- **PROVIDED TEXT**:
The second part of the system would then adjust the presentation of your karma (to you and others) unscaled vector along the line to the 'perfect' site in the context of the viewer.

To use a simple example, lets say HN was over run with cat pictures, and I thought they were the best so I vote like this and "+1" (up and to the right), You the reader hate cat pictures so you always vote down/less like this.

So we've created virtual root nodes at +loves cat pictures and one at +hates cat pictures. Now I can plot your karma as negative with respect to mine if we assume that the center point between your root nexus and mine is 0. Now do this with enough topics and you get multiple consituencies all in the same discussion space where your view of their karma will inform you how likely it is you'll like to read what they wrote :-)


I had an idea to plot comment karma as a function of number of replies, and upvotes. So the axis would be 'discussion' and 'popularity'. A controversial opinion is probably unpopular but heavily discussed. Likewise, a pithy one-liner is popular but not discussed. Then you can see whether you tend to just parrot public sentiment and spout off-the-cuff remarks, or whether you create interesting conversations.


When would you ever vote "This is not good, more like this", or "this is good, less like this"?

The relative-karma system you described could work with one-axis karma, though. Interesting idea.


The problem with your proposal is that most people think they're objective most of the time. The less/more like this distinction relies on people knowing and admitting that sometimes the stuff they like is not better than the stuff they don't like.


HN is slow enough already. I don't think anything that requires per-user (or per-pair-of-users) weighting is going to fly on most sites.


slashdot does let you choose the meaning of your "upvote". While its comment system is far from perfect, it does have many good ideas. For some reason, I felt like karma whoring was less of an issue back when I was over there. Maybe because you could only be upvoted 5 times per comment, and you couldn't directly submit stories.


This is the one thing I have always missed about slashdot discussions. I rarely value the "humorous" posts on sites like this. It is not that I do not find the jokes funny, I do, its just that I'd rather increase the SNR even at the cost of a few chuckles. I think the big impediment to widespread adoption is the difficulty in creating an useful interface for tracking "kind of upvote" and then filtering based on type of upvote. I always had my slashdot prefs set up so that I never saw the "+5 funny comments."

- **SUPPLIED ENTRIES**:
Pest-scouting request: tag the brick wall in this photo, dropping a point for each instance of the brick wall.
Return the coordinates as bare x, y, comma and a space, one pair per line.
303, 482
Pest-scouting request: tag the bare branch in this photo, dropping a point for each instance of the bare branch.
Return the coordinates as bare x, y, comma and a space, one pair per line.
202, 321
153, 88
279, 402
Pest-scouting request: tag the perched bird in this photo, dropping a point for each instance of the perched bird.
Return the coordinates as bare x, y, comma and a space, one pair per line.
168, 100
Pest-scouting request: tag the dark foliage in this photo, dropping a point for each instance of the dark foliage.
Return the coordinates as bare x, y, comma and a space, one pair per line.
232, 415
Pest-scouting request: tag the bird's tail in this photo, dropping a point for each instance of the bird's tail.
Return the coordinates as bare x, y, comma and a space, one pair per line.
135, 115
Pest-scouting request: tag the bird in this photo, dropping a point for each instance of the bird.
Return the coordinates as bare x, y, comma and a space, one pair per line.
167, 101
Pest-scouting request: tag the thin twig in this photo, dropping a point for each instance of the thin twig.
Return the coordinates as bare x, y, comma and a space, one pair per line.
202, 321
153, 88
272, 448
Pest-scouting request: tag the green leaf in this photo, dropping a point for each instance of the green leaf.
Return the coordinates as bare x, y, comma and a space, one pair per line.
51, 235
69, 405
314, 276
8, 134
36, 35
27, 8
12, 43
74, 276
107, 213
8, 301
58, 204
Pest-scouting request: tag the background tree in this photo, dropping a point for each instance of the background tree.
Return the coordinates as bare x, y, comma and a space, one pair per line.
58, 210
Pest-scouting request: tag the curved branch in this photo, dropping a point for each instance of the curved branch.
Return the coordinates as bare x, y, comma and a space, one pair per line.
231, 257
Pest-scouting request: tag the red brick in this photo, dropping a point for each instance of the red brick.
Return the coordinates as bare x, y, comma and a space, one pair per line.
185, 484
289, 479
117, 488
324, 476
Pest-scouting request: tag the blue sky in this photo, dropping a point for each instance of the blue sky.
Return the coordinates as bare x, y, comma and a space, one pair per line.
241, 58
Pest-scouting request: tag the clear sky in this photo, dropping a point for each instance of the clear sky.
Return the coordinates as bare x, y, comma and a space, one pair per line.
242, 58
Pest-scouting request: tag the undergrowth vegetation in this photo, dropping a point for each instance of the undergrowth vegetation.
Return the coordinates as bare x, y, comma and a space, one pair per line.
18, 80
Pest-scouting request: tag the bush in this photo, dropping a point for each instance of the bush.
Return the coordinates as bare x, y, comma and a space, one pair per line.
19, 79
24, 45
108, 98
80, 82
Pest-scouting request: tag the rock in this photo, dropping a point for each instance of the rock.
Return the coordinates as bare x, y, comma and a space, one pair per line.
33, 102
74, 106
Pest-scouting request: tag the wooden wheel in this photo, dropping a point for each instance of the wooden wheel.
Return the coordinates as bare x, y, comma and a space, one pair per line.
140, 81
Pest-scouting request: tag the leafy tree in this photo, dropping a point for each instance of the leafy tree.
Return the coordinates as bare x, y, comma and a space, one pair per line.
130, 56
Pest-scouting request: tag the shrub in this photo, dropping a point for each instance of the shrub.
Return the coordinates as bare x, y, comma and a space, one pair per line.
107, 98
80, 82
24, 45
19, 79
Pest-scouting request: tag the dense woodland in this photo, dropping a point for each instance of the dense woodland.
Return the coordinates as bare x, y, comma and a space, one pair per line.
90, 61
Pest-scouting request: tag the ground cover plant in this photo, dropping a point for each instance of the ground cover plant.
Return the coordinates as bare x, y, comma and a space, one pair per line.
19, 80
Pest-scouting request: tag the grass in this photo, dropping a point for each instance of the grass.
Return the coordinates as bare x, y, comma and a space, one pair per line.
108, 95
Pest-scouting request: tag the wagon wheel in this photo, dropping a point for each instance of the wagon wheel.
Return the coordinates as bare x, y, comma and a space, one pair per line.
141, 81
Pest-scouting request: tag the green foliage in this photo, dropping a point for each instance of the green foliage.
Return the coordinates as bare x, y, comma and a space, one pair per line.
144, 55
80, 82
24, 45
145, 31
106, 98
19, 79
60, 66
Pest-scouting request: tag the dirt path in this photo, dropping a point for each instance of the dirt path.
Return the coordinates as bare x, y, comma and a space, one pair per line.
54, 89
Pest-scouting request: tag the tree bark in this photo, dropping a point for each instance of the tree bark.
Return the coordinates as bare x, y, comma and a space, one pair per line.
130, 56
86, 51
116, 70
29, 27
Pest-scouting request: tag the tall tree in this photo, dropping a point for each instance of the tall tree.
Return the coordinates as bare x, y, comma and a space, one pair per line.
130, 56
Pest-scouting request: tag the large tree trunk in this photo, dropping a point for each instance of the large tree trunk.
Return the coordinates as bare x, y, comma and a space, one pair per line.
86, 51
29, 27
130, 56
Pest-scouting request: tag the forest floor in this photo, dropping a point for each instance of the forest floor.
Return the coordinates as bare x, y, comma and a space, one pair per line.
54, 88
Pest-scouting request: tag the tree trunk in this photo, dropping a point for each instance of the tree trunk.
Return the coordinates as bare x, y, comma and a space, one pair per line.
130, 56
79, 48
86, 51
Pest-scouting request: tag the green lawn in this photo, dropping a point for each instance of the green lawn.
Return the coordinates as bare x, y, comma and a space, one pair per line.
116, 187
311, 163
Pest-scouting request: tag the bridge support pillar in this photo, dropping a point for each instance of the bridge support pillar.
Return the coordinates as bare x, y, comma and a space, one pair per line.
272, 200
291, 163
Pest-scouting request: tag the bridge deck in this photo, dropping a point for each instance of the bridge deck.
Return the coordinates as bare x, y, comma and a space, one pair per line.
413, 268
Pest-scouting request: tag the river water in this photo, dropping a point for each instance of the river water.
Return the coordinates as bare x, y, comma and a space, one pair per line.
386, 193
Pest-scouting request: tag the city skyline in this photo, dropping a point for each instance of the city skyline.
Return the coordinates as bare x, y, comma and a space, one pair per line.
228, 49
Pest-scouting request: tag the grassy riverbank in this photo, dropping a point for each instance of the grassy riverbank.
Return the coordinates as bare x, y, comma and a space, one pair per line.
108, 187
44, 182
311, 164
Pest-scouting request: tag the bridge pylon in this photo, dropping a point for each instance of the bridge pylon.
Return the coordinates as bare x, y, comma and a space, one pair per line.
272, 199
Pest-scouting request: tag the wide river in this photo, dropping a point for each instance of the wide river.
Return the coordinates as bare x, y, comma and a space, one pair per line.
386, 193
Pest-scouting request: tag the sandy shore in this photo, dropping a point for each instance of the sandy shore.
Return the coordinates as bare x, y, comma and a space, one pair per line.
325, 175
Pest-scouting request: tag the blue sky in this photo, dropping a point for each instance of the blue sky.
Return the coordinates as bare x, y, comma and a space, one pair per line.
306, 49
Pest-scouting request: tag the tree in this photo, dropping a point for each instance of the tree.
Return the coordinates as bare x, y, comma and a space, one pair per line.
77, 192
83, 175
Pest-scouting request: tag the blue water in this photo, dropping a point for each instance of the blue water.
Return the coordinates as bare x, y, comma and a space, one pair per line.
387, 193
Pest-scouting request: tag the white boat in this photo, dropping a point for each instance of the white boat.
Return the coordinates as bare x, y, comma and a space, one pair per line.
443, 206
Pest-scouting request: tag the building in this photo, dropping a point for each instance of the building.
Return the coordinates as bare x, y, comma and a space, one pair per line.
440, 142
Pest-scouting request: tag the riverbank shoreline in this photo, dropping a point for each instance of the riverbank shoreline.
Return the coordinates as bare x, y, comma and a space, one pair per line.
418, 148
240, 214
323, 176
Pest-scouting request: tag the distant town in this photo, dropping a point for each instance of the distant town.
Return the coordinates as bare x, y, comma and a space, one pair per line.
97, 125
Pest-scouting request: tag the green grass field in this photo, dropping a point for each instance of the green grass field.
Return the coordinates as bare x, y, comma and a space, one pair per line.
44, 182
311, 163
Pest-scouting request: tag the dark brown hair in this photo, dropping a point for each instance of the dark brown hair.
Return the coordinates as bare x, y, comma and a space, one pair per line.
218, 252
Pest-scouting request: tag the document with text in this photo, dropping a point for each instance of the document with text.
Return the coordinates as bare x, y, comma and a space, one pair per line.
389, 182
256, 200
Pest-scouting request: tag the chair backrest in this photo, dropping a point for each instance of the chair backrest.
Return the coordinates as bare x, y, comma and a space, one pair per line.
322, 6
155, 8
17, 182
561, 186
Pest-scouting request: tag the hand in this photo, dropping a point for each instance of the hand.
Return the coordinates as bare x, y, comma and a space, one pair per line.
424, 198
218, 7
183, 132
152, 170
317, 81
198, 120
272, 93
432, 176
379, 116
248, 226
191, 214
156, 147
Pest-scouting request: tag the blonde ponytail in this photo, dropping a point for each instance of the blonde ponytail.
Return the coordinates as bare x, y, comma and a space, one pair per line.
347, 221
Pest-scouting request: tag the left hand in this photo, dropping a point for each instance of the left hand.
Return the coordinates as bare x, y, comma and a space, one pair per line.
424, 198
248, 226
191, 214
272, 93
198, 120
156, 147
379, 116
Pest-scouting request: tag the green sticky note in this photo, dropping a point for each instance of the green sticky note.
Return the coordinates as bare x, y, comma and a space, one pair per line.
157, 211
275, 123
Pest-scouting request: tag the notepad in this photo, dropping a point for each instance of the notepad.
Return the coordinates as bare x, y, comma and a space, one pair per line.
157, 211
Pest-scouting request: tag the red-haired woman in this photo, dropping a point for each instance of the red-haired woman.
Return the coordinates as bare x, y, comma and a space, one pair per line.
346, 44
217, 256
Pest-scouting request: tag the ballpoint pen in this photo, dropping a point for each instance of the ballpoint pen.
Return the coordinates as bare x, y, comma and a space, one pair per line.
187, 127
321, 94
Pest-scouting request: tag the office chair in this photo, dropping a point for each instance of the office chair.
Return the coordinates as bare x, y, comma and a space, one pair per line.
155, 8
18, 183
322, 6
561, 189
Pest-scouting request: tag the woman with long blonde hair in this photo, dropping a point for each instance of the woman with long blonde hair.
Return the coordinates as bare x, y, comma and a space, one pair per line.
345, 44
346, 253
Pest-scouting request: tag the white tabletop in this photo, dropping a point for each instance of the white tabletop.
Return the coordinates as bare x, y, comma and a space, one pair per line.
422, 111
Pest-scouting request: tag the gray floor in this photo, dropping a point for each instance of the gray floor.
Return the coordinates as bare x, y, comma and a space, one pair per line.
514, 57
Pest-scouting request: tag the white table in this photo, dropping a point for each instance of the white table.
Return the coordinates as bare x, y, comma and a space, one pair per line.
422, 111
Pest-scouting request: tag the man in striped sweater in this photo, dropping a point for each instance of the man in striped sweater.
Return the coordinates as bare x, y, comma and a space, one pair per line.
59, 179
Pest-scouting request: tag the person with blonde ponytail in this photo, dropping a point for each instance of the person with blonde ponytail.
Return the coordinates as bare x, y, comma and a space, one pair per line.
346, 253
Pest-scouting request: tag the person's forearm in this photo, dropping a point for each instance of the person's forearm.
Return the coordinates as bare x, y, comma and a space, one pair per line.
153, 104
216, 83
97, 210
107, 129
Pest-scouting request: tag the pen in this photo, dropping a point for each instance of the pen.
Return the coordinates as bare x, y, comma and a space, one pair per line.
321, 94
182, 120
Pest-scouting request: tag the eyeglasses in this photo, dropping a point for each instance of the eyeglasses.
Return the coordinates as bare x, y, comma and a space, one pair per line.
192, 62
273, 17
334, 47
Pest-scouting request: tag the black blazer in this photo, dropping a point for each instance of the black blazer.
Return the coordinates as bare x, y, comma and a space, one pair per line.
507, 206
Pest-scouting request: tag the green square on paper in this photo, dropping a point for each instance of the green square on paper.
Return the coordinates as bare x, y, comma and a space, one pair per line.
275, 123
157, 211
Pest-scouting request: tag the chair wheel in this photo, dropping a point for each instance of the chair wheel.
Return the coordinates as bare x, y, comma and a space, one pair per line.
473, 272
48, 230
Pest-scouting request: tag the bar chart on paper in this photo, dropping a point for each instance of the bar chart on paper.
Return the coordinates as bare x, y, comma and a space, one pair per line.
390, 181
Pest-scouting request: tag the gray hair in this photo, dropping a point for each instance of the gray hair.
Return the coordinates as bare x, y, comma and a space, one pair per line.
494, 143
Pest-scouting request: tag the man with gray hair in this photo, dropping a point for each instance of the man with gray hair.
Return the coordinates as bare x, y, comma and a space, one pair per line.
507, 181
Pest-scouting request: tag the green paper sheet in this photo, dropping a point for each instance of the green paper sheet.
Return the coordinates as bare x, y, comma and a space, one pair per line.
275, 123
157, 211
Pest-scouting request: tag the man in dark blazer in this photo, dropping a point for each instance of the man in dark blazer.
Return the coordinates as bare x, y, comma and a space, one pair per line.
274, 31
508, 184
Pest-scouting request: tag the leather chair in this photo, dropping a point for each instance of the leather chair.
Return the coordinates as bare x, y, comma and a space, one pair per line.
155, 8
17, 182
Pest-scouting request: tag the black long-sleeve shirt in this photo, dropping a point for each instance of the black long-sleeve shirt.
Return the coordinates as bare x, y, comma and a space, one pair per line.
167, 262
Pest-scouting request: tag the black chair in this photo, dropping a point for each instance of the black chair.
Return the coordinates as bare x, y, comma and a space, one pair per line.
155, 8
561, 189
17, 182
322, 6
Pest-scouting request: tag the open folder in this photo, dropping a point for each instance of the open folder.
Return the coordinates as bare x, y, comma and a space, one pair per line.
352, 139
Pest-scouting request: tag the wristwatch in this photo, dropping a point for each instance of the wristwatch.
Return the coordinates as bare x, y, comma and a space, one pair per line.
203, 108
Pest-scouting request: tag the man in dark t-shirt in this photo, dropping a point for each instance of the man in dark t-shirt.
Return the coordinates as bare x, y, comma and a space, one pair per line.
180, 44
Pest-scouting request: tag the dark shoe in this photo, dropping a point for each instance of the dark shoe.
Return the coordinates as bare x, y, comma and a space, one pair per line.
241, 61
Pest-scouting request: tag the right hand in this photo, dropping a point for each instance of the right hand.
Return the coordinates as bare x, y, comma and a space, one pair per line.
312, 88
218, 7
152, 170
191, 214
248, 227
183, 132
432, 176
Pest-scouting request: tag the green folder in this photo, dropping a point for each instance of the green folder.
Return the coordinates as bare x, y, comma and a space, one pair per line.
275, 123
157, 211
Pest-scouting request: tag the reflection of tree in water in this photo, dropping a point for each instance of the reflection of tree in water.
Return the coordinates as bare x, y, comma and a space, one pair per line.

- **GOAL**:
Copy word for word the passage of the karma-voting discussion that starts with the words "The problem with" and ends with "they don't like.".

- **REPLY TO THE EXERCISE**:
The problem with your proposal is that most people think they're objective most of the time. The less/more like this distinction relies on people knowing and admitting that sometimes the stuff they like is not better than the stuff they don't like.